__Information shown__:

▬▬▬▬▬▬

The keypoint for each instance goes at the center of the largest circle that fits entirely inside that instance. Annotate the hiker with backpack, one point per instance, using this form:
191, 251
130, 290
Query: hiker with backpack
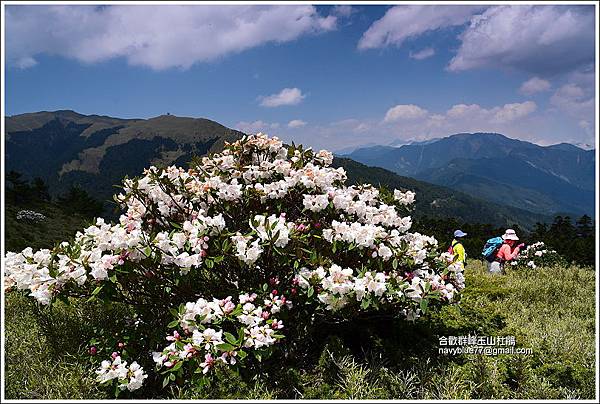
457, 249
499, 250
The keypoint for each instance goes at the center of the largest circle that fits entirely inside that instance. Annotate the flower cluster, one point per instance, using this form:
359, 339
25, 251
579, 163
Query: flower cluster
536, 255
254, 213
128, 377
253, 327
30, 216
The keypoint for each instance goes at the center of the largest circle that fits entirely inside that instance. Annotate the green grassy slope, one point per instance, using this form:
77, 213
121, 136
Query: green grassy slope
550, 310
58, 226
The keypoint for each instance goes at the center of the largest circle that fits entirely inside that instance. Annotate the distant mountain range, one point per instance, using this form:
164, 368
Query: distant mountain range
66, 148
543, 179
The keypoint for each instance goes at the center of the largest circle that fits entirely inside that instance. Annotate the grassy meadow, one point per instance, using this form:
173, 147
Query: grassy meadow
550, 310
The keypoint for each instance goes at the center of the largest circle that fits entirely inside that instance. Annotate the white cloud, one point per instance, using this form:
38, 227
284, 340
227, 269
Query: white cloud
296, 123
159, 37
403, 112
542, 40
287, 96
575, 102
511, 112
534, 85
256, 126
404, 22
342, 11
26, 62
422, 54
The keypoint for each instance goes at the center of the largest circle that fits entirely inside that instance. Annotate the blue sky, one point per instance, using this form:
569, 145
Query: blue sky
332, 77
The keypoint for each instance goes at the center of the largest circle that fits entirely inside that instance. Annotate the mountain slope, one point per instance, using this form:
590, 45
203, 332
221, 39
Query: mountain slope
96, 152
438, 201
558, 178
65, 148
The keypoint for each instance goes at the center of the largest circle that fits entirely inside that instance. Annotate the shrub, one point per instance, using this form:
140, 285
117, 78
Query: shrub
252, 245
537, 255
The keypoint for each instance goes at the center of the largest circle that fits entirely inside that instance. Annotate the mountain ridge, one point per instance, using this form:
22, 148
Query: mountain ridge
96, 152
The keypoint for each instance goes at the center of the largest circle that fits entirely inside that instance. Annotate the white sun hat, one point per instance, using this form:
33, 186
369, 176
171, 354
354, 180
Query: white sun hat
510, 234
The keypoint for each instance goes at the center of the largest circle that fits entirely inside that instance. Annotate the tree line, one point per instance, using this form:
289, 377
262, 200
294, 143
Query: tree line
26, 193
574, 240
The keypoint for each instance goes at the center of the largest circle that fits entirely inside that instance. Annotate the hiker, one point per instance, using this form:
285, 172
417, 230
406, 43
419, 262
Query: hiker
457, 249
507, 251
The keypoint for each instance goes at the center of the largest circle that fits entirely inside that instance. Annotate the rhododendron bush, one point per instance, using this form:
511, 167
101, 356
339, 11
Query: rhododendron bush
223, 262
537, 255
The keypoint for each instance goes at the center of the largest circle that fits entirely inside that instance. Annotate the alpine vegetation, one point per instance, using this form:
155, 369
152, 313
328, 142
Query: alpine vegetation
239, 256
538, 255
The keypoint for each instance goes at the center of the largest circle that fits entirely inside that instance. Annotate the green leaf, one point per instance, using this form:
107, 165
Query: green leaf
226, 347
230, 338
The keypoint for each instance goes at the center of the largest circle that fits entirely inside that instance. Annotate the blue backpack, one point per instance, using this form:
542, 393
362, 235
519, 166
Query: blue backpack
490, 248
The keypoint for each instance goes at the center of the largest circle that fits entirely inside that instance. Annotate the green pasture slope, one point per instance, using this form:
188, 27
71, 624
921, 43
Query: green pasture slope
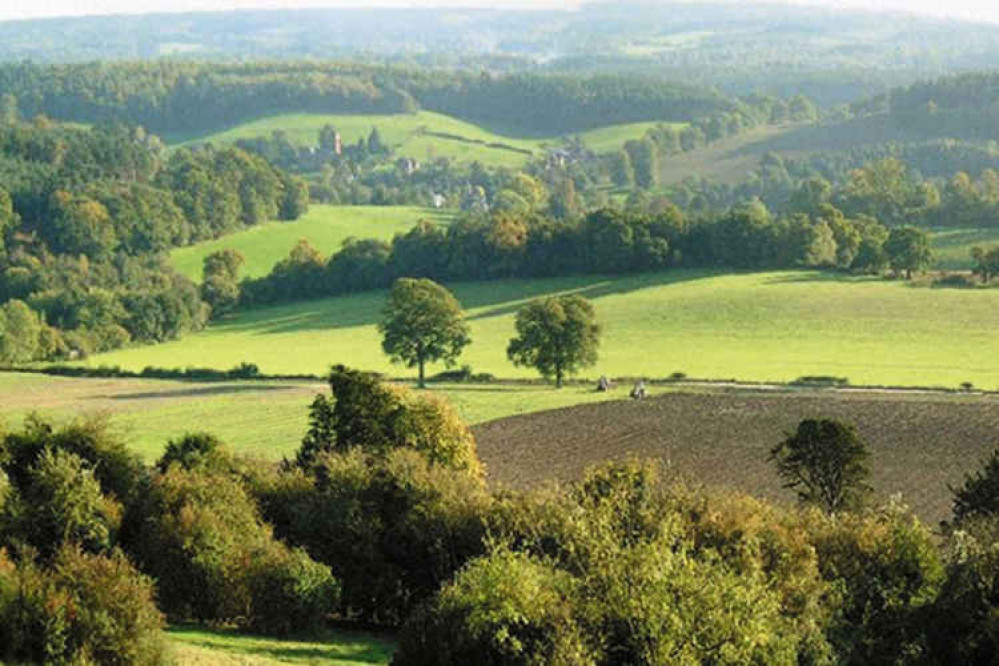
766, 326
326, 227
191, 646
423, 135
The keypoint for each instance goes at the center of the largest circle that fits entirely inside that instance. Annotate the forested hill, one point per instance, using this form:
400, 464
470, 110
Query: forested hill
832, 56
170, 97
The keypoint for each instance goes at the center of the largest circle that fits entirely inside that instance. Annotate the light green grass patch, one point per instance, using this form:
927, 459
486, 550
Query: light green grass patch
765, 326
952, 247
326, 227
414, 135
198, 646
612, 138
262, 419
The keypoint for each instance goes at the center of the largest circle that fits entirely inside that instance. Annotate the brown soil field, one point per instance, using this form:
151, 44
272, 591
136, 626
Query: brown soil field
919, 443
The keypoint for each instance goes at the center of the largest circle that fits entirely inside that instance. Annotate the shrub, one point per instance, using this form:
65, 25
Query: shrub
507, 608
290, 592
200, 535
116, 468
885, 569
84, 609
393, 528
61, 503
979, 496
375, 417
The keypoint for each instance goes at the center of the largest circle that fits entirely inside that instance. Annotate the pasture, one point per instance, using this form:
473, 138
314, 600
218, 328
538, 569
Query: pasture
774, 326
326, 227
919, 443
423, 135
262, 419
196, 646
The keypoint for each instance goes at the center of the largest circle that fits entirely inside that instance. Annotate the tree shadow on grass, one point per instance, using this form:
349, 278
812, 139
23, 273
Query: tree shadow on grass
346, 646
487, 299
206, 391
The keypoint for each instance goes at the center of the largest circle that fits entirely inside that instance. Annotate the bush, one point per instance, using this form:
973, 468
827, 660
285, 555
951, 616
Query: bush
61, 503
375, 417
85, 609
116, 468
200, 535
290, 592
392, 528
507, 608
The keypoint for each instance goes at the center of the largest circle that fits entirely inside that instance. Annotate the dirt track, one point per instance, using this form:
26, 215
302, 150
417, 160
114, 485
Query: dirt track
920, 443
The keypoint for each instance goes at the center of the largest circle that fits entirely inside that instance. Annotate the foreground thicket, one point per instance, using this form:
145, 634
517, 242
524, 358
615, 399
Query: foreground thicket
385, 517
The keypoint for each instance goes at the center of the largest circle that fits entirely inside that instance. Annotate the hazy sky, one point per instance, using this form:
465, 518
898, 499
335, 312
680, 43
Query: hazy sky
9, 9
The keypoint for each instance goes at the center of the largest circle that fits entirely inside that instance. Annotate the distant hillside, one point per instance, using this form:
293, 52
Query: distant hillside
833, 56
189, 98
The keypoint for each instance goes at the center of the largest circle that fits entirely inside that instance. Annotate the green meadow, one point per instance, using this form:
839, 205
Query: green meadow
326, 227
196, 646
773, 326
423, 135
264, 419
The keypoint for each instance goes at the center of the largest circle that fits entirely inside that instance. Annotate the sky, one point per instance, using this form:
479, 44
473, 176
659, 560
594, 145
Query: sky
985, 10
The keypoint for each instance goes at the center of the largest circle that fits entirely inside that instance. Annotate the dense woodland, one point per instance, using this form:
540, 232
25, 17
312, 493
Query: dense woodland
85, 219
384, 517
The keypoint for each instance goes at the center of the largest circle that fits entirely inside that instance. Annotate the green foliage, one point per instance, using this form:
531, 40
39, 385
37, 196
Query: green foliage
824, 462
21, 333
908, 250
885, 568
366, 414
508, 608
200, 535
979, 496
423, 323
83, 609
557, 336
61, 505
392, 527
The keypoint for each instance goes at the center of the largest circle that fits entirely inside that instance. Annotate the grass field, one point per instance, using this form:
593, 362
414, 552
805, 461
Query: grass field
952, 247
199, 646
422, 136
765, 326
326, 227
262, 419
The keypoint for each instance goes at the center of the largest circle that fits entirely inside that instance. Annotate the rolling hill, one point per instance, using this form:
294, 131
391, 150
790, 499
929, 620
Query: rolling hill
765, 326
423, 135
326, 227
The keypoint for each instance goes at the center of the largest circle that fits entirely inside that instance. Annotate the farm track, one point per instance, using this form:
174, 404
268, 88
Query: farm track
920, 442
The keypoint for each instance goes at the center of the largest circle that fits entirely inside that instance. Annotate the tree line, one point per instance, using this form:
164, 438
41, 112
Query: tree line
383, 516
171, 97
607, 241
86, 217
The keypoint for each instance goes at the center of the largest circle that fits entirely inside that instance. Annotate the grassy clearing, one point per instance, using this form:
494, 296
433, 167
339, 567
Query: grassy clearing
326, 227
763, 327
952, 247
424, 135
195, 646
262, 419
920, 443
417, 135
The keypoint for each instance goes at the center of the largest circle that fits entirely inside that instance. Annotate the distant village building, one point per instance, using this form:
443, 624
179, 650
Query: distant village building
407, 165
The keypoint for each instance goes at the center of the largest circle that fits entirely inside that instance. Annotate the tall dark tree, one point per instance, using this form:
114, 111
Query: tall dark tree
423, 323
557, 336
825, 462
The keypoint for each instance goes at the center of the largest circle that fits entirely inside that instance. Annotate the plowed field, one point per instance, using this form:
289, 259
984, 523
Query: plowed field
919, 443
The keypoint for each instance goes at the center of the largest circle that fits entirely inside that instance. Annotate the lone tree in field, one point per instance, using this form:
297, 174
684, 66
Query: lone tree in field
423, 323
557, 335
825, 463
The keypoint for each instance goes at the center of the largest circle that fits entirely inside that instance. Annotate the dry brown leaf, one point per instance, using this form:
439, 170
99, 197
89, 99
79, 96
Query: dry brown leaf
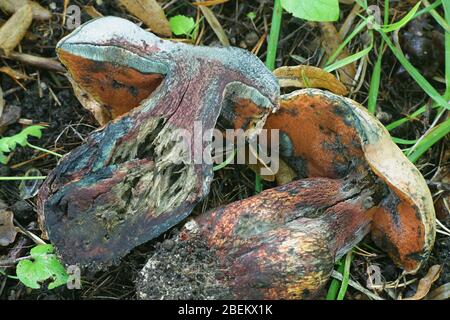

▬▬▬▬▬▬

__What the exercise asks__: Report every line from the entries above that contains the word "ridge", copying each one in full.

__Answer to this problem__:
The keypoint for each instance goes at the center of the largest circle that fits entirely inside that instance. Annotate the mountain ridge, one point per instance, using this form:
Query: mountain ridge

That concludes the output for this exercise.